[Tareas requeridas]
A: ¿Puedes resumir en dos oraciones el texto sobre el casco antiguo de Palma?
B: Responde en una línea cada una de estas preguntas sobre el texto del casco antiguo de Palma:
(i) ¿Dónde vivían hacinadas muchas familias?
(ii) ¿Qué animales se nombran entre lo que llenaba las calles?
(iii) ¿Qué se construían las familias con posibles?
C: ¿Cómo seguiría el texto sobre el casco antiguo de Palma después de su última oración? Continúalo a partir de ese punto.

Una de las ventajas del casco antiguo es imaginar la vida cotidiana en otros tiempos. Cuando Palma era todavía una ciudad amurallada, cerrada en sí misma. La vida en las calles resultaba bien distinta a la actual, entre otras razones porque las viviendas no gozaban de tantas comodidades como ahora, muchas familias vivían hacinadas en auténticos covachos. Y la calle era entonces el espacio vital de mucha gente.

A ese guirigay humano había que añadir la gente que tenía animales. Muchas ordenanzas antiguas intentan regular las mínimas medidas de higiene, en medio de unas calles llenas de barro, excrementos, gallinas o cerdos, caballos... Una de las imágenes que nos permite imaginar aquel hervidero eran los carros. Hay que pensar que las estrechas calles del centro eran recorridas constantemente por carros, lo que debería crear un caos considerable. No es de extrañar entonces que las familias con posibles se construyeran grandes patios, donde podían escapar de las estrecheces, malos olores y aglomeraciones que dominaban la ciudad.

[Datos proporcionados]
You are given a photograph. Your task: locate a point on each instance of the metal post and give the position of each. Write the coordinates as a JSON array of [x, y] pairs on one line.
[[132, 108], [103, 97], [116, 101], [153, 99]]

[Respuestas numeradas]
A: Cuando Palma era todavía una ciudad amurallada, la calle era el espacio vital de mucha gente, porque las viviendas no tenían tantas comodidades como ahora y muchas familias vivían hacinadas. Las estrechas calles estaban llenas de barro, excrementos y animales y las recorrían constantemente los carros, por lo que las familias con posibles se construían grandes patios para escapar de las estrecheces, los malos olores y las aglomeraciones.

B:
(i) En auténticos covachos.
(ii) Gallinas, cerdos y caballos.
(iii) Grandes patios.

C:
Si queremos comprender hasta qué punto debería de ser molesta la circulación de esos carros, basta con visitar algunas de las calles donde su huella queda bien patente. Así ocurre por ejemplo con el Carrer de la Samaritana, cerca de la Plaça Quadrado. Esta calle tiene ese nombre a raíz de una figura de la Samaritana que se guardaba en una de las casas. Era propiedad del Gremio de Cordeleros, que la sacaba el Jueves Santo para llevarla en procesión. Una calle estrecha, que antes se conoció como de la Rosa y de Can Dameto. Pues bien, en varias de sus paredes los carros fueron rascando, erosionando, hasta dejar un auténtico registro. Podemos ver la huella del paso de innumerables vehículos, que acababan tocando las paredes incluso en su parte alta, con el andamio superior.

Hoy, esas huellas son el testimonio de un mundo perdido, difícil de imaginar porque ahora son pocos los que circulan por ahí. Pero nos hacen comprender el bullicio de otros tiempos.